§ **TASKS TO CARRY OUT**
**A)** In the account of the Labor Lawyers' beginnings, where was the Victorian Society of Labor Lawyers founded?
**B)** List every initiative of the Australian Labor Party named in the newspaper ad quoted in the Labor Lawyers account.
**C)** Carry on the Labor Lawyers account from its last sentence.

§ **SOURCE DOCUMENT**
--- --- ---

It's important to remember – as I’ve been reminded in particular by John Howie, who has been a tower of strength in the whole Labor Lawyers enterprise from the outset – just how relentlessly conservative the whole Victorian profession was in those years: bench, bar and – with the exception of just a handful of firms (Maurice Blackburn, Slater & Gordon and Holding Redlich) – solicitors. Significantly more so than in the rest of the country, or at least NSW and South Australia. Not very many lawyers – least of all young barristers and solicitors trying to get a toe-hold in the profession – were prepared to put their head above the parapet and identify as a Labor sympathizer.

There was a very real risk of getting one’s head chopped off if one did – as John Howie found even as late as 1974 when his partnership was dissolved after his name appeared as authorizing the big coming-out ‘Lawyers for Labor’ newspaper ad in the May 1974 federal election campaign. The message of the ad, signed by over 200 of us, was just too horrifyingly radical to stomach. Just think of it:

The Australian Labor Party has taken initiatives:

  • To simplify divorce proceedings and reduce the high cost of divorce
  • To protect consumers
  • To make legal aid available to everyone who needs it
  • To protect basic human rights, freedoms and privacy
  • To prevent racial discrimination in our community

We believe that these measures are vital to the welfare of the Australian people

For your sake return the Whitlam Government on May 18th

It was just a month earlier, on 8 April 1974, that the Victorian Society of Labor Lawyers was born, at a meeting organized by John Howie, me, Jim Kennan and Geoff Eames at, of all places the Temperance Hall in South Melbourne. John chaired the meeting; Jim and Geoff steered through the Constitution; John Button was elected President, with me and Phil Molan Vice-Presidents, John Howie as Secretary, Jim Kennan as Assistant Secretary and Geoff Eames as Treasurer, along with a Committee, and – a perceived necessity then, as now, in any ALP-related organization – a Disputes Committee. All stitched up without dissent.

--- --- ---

§ **GIVEN DATA**

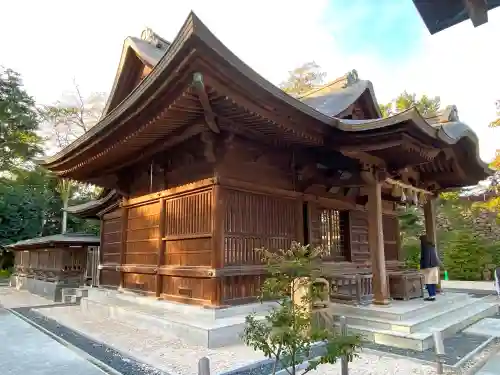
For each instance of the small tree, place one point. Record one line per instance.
(287, 333)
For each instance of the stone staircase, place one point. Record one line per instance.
(410, 324)
(73, 295)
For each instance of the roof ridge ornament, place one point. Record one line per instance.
(449, 114)
(151, 37)
(351, 78)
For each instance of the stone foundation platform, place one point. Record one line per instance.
(48, 289)
(195, 325)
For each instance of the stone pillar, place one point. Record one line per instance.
(376, 243)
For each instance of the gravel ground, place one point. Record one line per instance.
(169, 354)
(456, 347)
(121, 363)
(136, 347)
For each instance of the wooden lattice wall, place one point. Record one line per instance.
(111, 235)
(253, 221)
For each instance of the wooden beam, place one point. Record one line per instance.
(370, 147)
(199, 86)
(478, 11)
(365, 158)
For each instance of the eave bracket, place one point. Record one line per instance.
(199, 86)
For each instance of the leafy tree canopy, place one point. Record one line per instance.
(303, 79)
(18, 121)
(427, 106)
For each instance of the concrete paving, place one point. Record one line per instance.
(492, 367)
(28, 351)
(485, 327)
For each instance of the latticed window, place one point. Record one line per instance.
(333, 229)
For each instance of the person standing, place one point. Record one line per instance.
(497, 280)
(429, 265)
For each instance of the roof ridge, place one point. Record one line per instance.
(319, 88)
(148, 35)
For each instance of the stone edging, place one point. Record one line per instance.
(97, 363)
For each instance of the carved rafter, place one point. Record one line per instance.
(428, 153)
(209, 141)
(364, 158)
(199, 86)
(310, 174)
(478, 11)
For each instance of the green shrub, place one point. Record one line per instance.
(465, 256)
(4, 274)
(411, 251)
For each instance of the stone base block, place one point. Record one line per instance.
(46, 289)
(195, 325)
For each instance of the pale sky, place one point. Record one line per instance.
(52, 42)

--- --- ---

§ **ANSWERS TO THE EXERCISES**
**A)** At the Temperance Hall in South Melbourne.

**B)**
- To simplify divorce proceedings and reduce the high cost of divorce
- To protect consumers
- To make legal aid available to everyone who needs it
- To protect basic human rights, freedoms and privacy
- To prevent racial discrimination in our community

**C)**
Not that the new Society was an ‘ALP’ organization, as distinct from one associated with the ideals and aspirations of the broader labour movement (although the Constitution did provide that ‘Membership shall not be open to persons who are members of political parties other than the Australian Labor Party except those approved by the Committee’: Groupers beware!). Our objects – which were repeated in essentially these terms in the constitutions of the state Societies in NSW, the ACT, South Australia, Western Australia and Queensland established shortly afterwards, and in the National Society established in 1980 – were ‘promoting changes in the substantive and procedural law, the administration of justice, the legal profession, legal services, legal aid and legal education in order to make the substance and practice of the law fully responsive to community needs’.

The question of what it is to be a ‘Labor lawyer’ (and whether the spelling should be ‘-or’ or ‘—our’ has never been completely resolved to everyone’s satisfaction. Should it be lawyers practising in the field of industrial law; those subscribing to the basic tenets of the ALP, whether or not as a member; those having some adherence to the working-class movement and professionally involved in some of its struggles; those regarding themselves as radicals; or simply those who, for whatever reason, belonged to a Society of Labor Lawyers? I guess the answer does not matter all that much so long as we avoid the characterization to which the late Peter Redlich, with his usual waspishness, suggested at the inaugural National Conference of Labor Lawyers in 1979 we might be subject: ‘no more than a mutual admiration society of the legal profession in the Labor Party’!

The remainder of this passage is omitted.